_Short problem 1:_ Reproduce the entries below word for word, everything from the first entry down through the line that contains "[(1011, 187)]", both ends included.

╭─ Quoted passage

I've seen that book on three different "year's best" list this afternoon. Holy crap: I just went to see if my library has it... I'm 50th in line! I'll probably get Downton Abbey Series Six before that comes in...
It was my wife who found a review early on. She scans the Sunday papers for books and movies. She was just second in line. Just checked, the number now is 82.
Called in the library on my way home and dropped books off. Then found the latest John Sandford "Deadline" on the shelf. A Virgil Flowers story. I like Sanford a lot, I've said before: I wish I could write like him. Got into his "Prey" series way back. Realistic conversations and cop humour. Good read, some LOL moments with the cop humor.
Sink 'Em All - Charles Lockwood “Uncle Charley” was Commander, Submarines, Pacific Fleet from Feb 1943 til the end of the war. An interesting account of the “Silent Service.”
Who Fears Death by NNedi Okorafor A young woman with certain...abilities in a post apocalyptic West Africa. Very good so far.
Either 2nd or 3rd on my list of favorite running books behind Born to Run and maybe Eat to Run, Matt Inman uses his fantastic sense of humor to deliver what is actually some sound advice about distance running and by far the best definition of a marathon ever.
I started the third tome in the Ken Follet trilogy. Another of those "well I've read the first two got to see how it ends." Starts in the 60's in the "Cold War" Got to admit, I'm not a fan of Follett. Well I liked "Eye of an Eagle" a lot. But I tire of his: He said, she said style and his dialog, conversations don't come over as real. People don't talk to each other like that. Of course that's just IM (Not so H ) O. He does however puts an interesting story together and that's what keeps me. This'll keep me going over Xmas.
Wrapping up the year with one more walking book... Wild: Lost and Found on the Pacific Crest Trail by Cheryl Strayed. I was a bit alarmed when I found out it had been made into what sounds like a chick flick starring Reese Witherspoon, but the book is pretty good so far. I figure that if I could get through Eat, Pray, Love with my heterosexuality intact, I was good to go on this one, which like I said is worthwhile so far.
Eat pray love is a book for the Rape/sexual assault thread. From what I've read about Wild, seems similar.

╰─

_Short problem 2:_ Pick up the book discussion above after its final sentence and continue it.

╭─ Source material

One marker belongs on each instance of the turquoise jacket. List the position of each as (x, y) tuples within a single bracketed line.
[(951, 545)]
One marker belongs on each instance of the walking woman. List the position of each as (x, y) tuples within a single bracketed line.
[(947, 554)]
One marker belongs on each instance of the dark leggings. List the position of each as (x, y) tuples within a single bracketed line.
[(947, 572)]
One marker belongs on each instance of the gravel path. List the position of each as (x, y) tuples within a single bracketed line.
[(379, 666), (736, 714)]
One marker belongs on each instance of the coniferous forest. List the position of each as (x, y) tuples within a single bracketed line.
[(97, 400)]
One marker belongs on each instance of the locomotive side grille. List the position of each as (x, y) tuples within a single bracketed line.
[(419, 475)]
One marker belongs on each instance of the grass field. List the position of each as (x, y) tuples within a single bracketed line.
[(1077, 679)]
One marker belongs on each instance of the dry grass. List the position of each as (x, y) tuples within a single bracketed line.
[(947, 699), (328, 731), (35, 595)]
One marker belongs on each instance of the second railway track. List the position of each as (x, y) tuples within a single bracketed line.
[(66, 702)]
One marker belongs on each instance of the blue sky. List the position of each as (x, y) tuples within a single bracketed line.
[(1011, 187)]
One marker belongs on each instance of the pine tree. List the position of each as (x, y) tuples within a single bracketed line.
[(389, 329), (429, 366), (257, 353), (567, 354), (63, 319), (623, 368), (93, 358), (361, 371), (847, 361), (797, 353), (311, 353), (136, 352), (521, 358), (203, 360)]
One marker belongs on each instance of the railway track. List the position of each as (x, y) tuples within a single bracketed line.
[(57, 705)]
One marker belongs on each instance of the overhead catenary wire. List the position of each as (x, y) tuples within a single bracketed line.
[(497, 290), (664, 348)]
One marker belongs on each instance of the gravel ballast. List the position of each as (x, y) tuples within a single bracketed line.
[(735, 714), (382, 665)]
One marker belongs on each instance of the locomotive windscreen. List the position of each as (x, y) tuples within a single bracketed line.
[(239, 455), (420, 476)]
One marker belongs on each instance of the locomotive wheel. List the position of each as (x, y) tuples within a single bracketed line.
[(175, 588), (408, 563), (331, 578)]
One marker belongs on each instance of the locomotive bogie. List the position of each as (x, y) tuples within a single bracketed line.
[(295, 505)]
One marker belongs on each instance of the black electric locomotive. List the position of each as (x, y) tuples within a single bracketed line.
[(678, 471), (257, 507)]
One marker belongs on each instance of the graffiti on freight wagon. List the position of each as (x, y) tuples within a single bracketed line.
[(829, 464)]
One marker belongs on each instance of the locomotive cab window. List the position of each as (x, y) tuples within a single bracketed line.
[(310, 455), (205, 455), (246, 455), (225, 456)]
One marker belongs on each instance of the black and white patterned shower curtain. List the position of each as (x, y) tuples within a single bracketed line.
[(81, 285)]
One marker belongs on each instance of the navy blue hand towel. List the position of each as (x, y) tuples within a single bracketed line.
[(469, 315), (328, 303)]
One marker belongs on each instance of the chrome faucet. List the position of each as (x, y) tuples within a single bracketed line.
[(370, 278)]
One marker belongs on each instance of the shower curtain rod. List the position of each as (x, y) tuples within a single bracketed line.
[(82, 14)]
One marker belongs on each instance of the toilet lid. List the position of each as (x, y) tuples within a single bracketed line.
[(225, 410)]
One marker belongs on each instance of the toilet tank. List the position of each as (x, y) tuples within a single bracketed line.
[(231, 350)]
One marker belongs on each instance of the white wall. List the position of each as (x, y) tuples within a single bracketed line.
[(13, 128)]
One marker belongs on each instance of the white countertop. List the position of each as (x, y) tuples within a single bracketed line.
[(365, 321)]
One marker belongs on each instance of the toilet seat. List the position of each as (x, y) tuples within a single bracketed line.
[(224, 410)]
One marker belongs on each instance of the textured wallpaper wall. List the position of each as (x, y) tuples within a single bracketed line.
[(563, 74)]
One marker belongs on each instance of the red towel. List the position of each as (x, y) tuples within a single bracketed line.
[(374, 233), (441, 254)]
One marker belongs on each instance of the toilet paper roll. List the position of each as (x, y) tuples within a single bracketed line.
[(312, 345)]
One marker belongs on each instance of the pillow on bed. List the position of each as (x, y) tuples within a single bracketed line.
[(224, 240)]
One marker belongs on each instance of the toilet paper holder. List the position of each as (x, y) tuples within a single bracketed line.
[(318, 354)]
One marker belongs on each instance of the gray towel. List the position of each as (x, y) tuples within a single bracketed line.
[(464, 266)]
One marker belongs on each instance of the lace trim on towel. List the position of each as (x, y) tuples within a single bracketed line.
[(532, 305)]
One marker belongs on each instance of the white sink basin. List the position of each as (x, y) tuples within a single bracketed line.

╰─

_Task answer 1:_
One marker belongs on each instance of the turquoise jacket. List the position of each as (x, y) tuples within a single bracketed line.
[(951, 545)]
One marker belongs on each instance of the walking woman. List the position of each as (x, y) tuples within a single bracketed line.
[(947, 554)]
One marker belongs on each instance of the dark leggings. List the position of each as (x, y) tuples within a single bracketed line.
[(947, 572)]
One marker belongs on each instance of the gravel path. List the position of each as (x, y) tuples within a single bracketed line.
[(379, 666), (736, 714)]
One marker belongs on each instance of the coniferous forest. List the position of each as (x, y) tuples within a single bracketed line.
[(97, 400)]
One marker belongs on each instance of the locomotive side grille. List the position of each as (x, y) tuples within a single bracketed line.
[(419, 475)]
One marker belongs on each instance of the grass field. List the position of each as (x, y) tuples within a single bracketed line.
[(1077, 679)]
One marker belongs on each instance of the dry grass. List the position of each as (x, y) tuples within a single bracketed line.
[(947, 699), (328, 731), (35, 595)]
One marker belongs on each instance of the second railway track. List the position of each as (x, y) tuples within a single bracketed line.
[(66, 702)]
One marker belongs on each instance of the blue sky. List the position of each as (x, y) tuples within a single bracketed line.
[(1011, 187)]

_Task answer 2:_
Not a bad read, I enjoyed it. My wife has it on her list to see. (That means I get dragged along, kicking and screaming ) In the 70's (Did I hear a groan..) I hiked those trails about every summer weekend though the Sierras, long before there was a Pacific Crest Trail. They ruined a couple of my favourite Golden Trout fishing lakes when they worked the trail. I lived at sea level, beach cities LA. and hiked a different pass up from Owens Valley (395) each time. Those passes range between 10,000 to 11,500. Lottsa switchbacks.
I'm making a huge dent in it, though I'm hoping that the current weather forecast is right and that we get a couple hour's break in the rain so I can get a hoof in.
Another classic that I'm finally getting around to. The first one that I've read that matches up with more of the common description/modern depiction of the story.
Always a good read, one of the earliest of novels. Based on the book "The Life and Adventures of Alexander Selkirk" The island was called Juan Fernandez, it has now, I believe, been changed to Isla Robinson Crusoe. About 300 miles west of Chile. I know you wanted to know that..
Another fun book as a companion: The Man Who Saved Robinson Crusoe: The strange surprising adventures of the original Robinson Crusoe and his most remarkable rescuer James Poling I used to love this genre as a kid...OK and a young man. Tarzan of the Apes, Swiss Family Robinson etc. Can't tell, can you?
Walt Whitman's Leaves of Grass, the 150th Anniversay Edition, by Walt Whitman, ed. David S. Reynolds, the original 1855 edition, with excerpts from several reviews, most not very complimentary...
Mrs. Ismitje and I are both reading books from Lois McMaster Bujold this fine holiday week. I picked up an "omnibus" of two books and a short story. The first is a book called The Warrior's Apprentice, the second a Hugo and Nebula Award winning story published first in Analog called "The Mountains of Mourning," and the third a Hugo-winning novel called The Vor Game. I just about finished what would be the first third and love it.
Had a gift card for the book store, so on recommendation, picked up this: Looks to me the most intriguing from everything I'm interested in (usually don't gravitate towards magical/mystical type books or characters). Thanks NER And I found it amusing that my mom picked up this, so she could complete her trilogy.
Black Mountain Days: a Memoir by Michael Rumaker. An account of the author's time at a long defunct experimental arts college in very rural North Carolina in the early fifties. His teachers were all soon to be influential poets, painters, composers and dancers, as were a lot of his classmates.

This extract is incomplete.